**Material for this task**
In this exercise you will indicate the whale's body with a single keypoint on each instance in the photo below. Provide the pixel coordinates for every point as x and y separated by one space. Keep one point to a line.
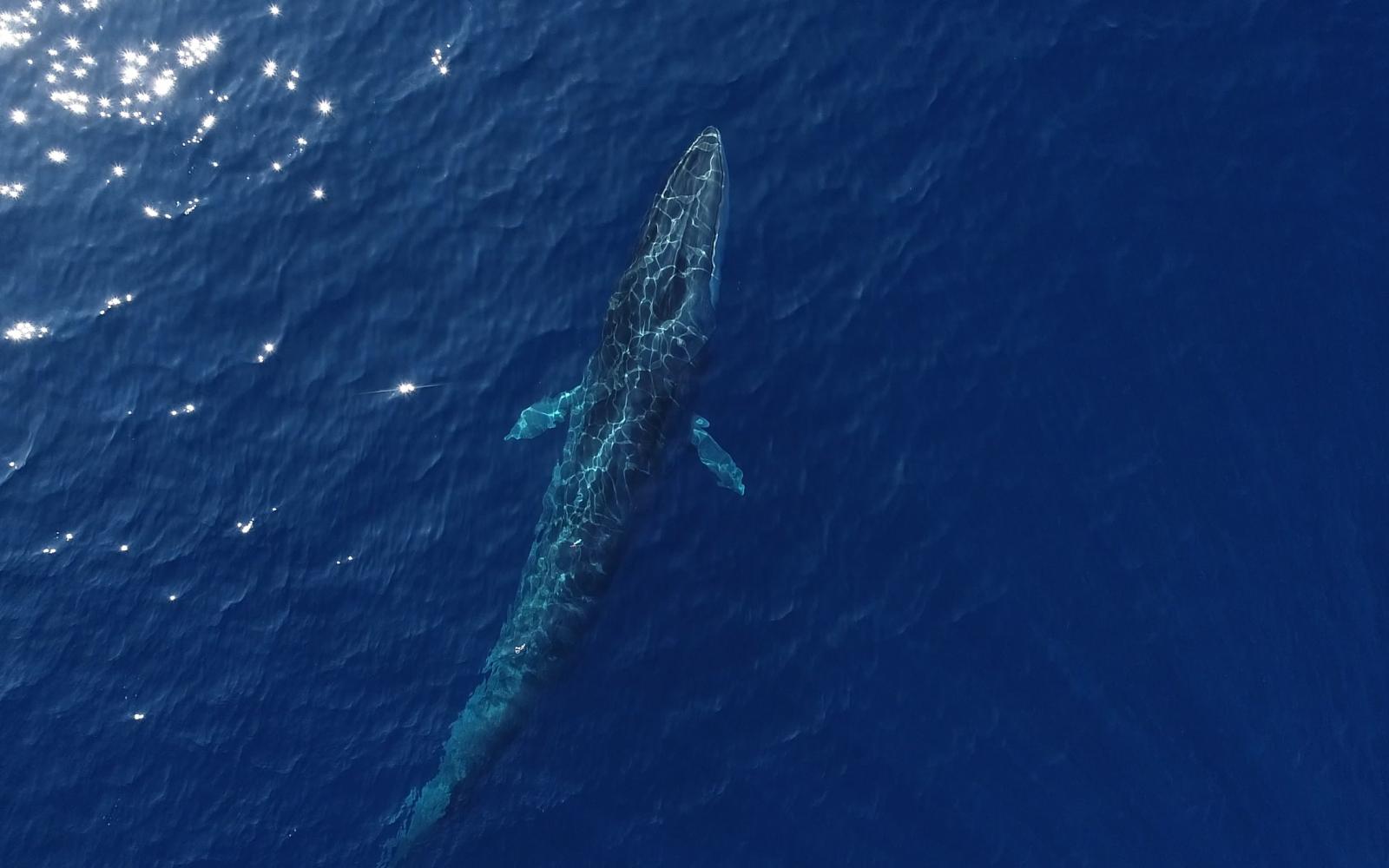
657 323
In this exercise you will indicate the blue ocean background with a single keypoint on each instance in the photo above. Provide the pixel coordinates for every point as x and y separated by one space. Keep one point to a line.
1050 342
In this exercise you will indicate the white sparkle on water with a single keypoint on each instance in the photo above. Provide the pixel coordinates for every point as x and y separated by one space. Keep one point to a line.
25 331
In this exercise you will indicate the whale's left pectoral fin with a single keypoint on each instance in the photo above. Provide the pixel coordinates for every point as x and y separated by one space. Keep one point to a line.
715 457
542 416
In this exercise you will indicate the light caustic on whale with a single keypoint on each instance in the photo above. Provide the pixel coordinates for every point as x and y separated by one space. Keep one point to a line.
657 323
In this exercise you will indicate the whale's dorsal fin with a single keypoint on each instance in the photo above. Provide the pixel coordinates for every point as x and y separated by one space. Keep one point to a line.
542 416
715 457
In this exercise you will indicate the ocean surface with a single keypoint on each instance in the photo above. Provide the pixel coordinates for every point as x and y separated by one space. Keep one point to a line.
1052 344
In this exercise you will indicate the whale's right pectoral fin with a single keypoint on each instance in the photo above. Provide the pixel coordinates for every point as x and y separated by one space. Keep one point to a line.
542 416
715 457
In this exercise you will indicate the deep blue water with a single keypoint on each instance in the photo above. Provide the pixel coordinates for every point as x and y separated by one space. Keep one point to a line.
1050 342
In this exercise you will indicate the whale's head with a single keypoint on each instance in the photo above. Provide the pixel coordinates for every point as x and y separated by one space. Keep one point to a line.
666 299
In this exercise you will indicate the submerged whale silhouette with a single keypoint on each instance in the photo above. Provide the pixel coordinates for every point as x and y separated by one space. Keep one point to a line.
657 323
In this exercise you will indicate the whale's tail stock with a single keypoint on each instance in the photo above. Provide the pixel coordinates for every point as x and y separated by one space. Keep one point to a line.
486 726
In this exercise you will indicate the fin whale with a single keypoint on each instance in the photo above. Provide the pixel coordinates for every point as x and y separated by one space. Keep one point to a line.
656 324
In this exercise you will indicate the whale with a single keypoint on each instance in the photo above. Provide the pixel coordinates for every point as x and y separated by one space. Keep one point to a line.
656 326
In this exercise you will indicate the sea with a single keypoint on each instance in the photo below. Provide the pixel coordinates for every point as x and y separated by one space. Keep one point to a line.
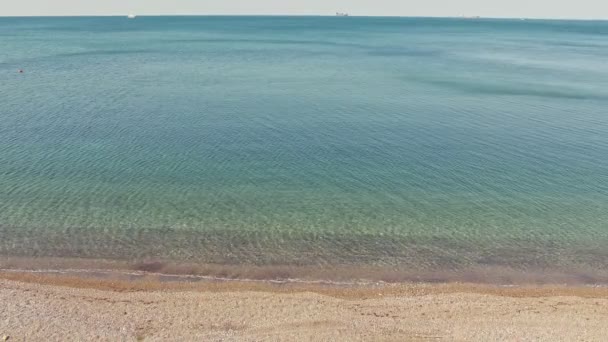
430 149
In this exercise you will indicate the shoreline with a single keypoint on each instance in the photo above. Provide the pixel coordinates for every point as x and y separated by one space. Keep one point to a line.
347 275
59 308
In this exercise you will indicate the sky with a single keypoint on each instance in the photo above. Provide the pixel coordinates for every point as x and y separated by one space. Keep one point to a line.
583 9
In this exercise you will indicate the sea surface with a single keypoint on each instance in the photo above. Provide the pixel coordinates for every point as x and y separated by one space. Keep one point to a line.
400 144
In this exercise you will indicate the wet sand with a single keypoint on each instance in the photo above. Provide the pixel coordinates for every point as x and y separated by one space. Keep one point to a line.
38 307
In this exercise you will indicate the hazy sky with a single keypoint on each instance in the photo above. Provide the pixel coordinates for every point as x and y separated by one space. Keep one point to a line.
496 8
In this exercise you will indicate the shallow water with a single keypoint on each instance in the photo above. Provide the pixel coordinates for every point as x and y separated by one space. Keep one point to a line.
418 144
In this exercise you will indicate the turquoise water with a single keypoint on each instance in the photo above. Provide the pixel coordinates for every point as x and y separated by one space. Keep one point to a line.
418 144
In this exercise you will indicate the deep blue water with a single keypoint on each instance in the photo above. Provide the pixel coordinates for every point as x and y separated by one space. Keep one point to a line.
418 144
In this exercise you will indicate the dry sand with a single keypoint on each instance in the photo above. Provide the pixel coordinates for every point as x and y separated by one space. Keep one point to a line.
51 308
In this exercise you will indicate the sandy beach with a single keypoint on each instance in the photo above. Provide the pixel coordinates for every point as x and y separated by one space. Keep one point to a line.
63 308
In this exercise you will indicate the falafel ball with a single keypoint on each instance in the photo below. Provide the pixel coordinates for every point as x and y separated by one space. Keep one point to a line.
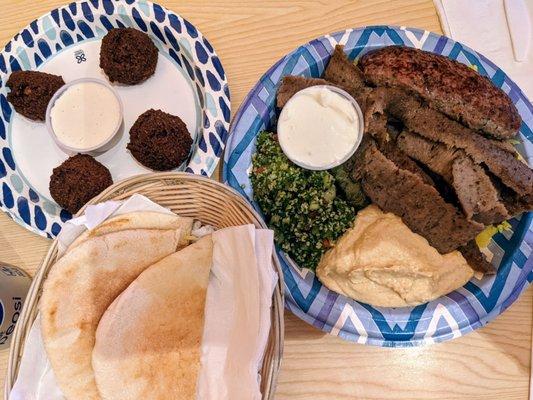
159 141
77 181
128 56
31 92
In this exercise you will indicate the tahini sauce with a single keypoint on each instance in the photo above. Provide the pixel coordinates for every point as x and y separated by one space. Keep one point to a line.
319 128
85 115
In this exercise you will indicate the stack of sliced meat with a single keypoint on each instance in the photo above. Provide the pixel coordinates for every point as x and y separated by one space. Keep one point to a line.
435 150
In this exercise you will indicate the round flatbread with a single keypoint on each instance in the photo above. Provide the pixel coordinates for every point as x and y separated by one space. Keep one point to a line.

**What is asked**
Repeat the data exactly, without the pictures.

**Answer to the task**
In this exercise you will indicate the whale's body with a single keypoint on each instance in the photo below. Provide the pixel coordinates for every point as x and y separated by one space. Keep one point to a line.
657 323
In this exercise you will indicate the blue ocean background with a single keypoint on each instance in the photo above. Provide the pixel coordinates for every point as x and y separated by one space. Keep one point to a line.
1050 342
In this exercise you will indicate the white sparkle on water with a single keypoint on each instance in the photo above. Provide the pixel coordinates for every point as x and y separated by one space. Keep one point to a line.
25 331
In this exercise you will indicate the whale's left pectoral fin with a single keypoint on each instance in the photo above. Provide the pixel coordinates for every point as x and y separated by one space. Keep one point to a line.
715 457
542 416
In this exercise you will indicate the light caustic on whale with a single keypoint on each instance in the photo above. Provide the pixel coordinates for every point as x and y separated by one space. Keep one point to a line.
657 323
In this exercise you will indicate the whale's dorsal fin with a single keypoint on each instance in the photo above. Provide the pixel coordinates for every point as x and y separated by one space. Keep one point to a line.
542 416
715 457
In this exercise you will indicate the ocean surface with a single keypoint on each instance in the photo above. Provide the pixel coordinates for every point as x and y separated by one space. Keep one point to a line.
1052 344
In this exercise you will indicate the whale's right pectoral fin with a single keypoint on each instance in the photo above. Provide the pixel coordinates for every point as x and y separated by one space. Keep one point to a line.
542 416
715 457
In this exercise you will indicate the deep blue water with a single keypoint on each instance in the photo above. Provide the pixel coordinates for every point as x and y separated by one space. Keep one point to a line.
1050 342
In this exercise you will indicate the whale's head with a single keypoint on each instance in the photo above. Provide the pixel coordinates for every point as x and y separated by one space. Keep one point to a line.
666 299
In this exercise you will indicate the submerged whale silhouette with a single keypoint on each instance in the photo above. Provide the pixel coordinates for every point as x and y separated by one space. Keep one point to a line.
657 323
In this exercise you will indicate the whale's tail stock with a single keypoint on each instance in the photo above. Provide the pixel coordinates for every point as x and y separated by one space. Keep one point to a line.
486 726
In this exercise you will indicate the fin whale with a single keypoint on each instance in the photo above. Provide the pixel coordinates for every point as x and y separated by one space. Keep one point to a line.
656 324
In this exercise you will indicate the whale with a single keypoint on each instance in the photo above. Provide the pixel coordinates for every point as x and y separated by one space. Keep one point to a line.
656 326
In this exercise you will indicate the sea with a single keypoint on each instance in the photo below. Provide the pixel coordinates for every point as x and y separated by one space. Keep one point to a line.
430 149
In this exercise you will indicate the shoreline with a single keypoint on each instance in the photo above. Provide the pixel coordinates for every point as x and y separated by one space. Keep one point to a line.
347 275
59 308
In this exercise you will indicate the sky with a single keypoint on each instance in the photo above. Provide the pixel coordinates for every point as x and y separated by one space. Keep one point to a line.
583 9
In this exercise you will indicate the sea surface with a single keypoint on each instance in the photo above. Provide the pixel coordinates for every point as x and y separated by one space. Keep one point to a line.
400 144
In this exercise you will indicate the wet sand with a single keypoint on each instance in the photo above. Provide the pixel coordinates for every point as x and y separated by one space. Keep one point to a line.
38 307
In this exercise you will indicate the hazy sky with a single keypoint on each instance in the photo above. Provide the pixel coordinates for every point as x and y separated by one space. Keep one point to a line.
496 8
In this exercise you will indicate the shallow water with a single keypoint on each instance in the photo above. Provide the pixel coordinates for every point as x and y separated by one space. Keep one point to a line.
418 144
In this exercise you will indicate the turquoise water with a single keypoint on each instance in the photo above. Provide the pixel coordinates for every point as x and y separated by one space. Keep one point to a line.
418 144
In this exercise you will indicate the deep blue water with a single keypoint on each instance in the photo above. Provide the pixel coordinates for every point as x and y separated by one space. Keep one point to a line.
418 144
In this exercise you will indicate the dry sand with a single keypoint on each instance in the photo above. Provide the pixel coordinates for every point as x and y separated by one space. Keep one point to a line.
51 308
In this exercise you will indicate the sandy beach with a single keypoint on each instance in the photo above. Provide the pixel coordinates for every point as x and y separated by one space. Keep one point to a line.
63 308
In this exercise you will indicate the falafel ball with a single keypoint on each instance in the photo below. Provide the pixel coordinates for every point as x and y separated by one space. Keep one point to a line.
159 141
77 181
128 56
31 92
In this exercise you will indicate the tahini sauce with a single keypoint on each instance in the photo above. Provide the pixel coordinates for every point as x and y separated by one space. Keep one point to a line.
319 128
85 115
In this exercise you will indicate the stack of sliced meat with a single keypoint on each instance in the photo above. Provide the pixel coordinates for every point as x and y separated by one space. Keep one point to a line.
435 150
In this exercise you will indicate the round flatbread with a single keypoint on each instance in the photo above. Provide the pixel coordinates for every point as x and y separated by one space. Keep one point to a line.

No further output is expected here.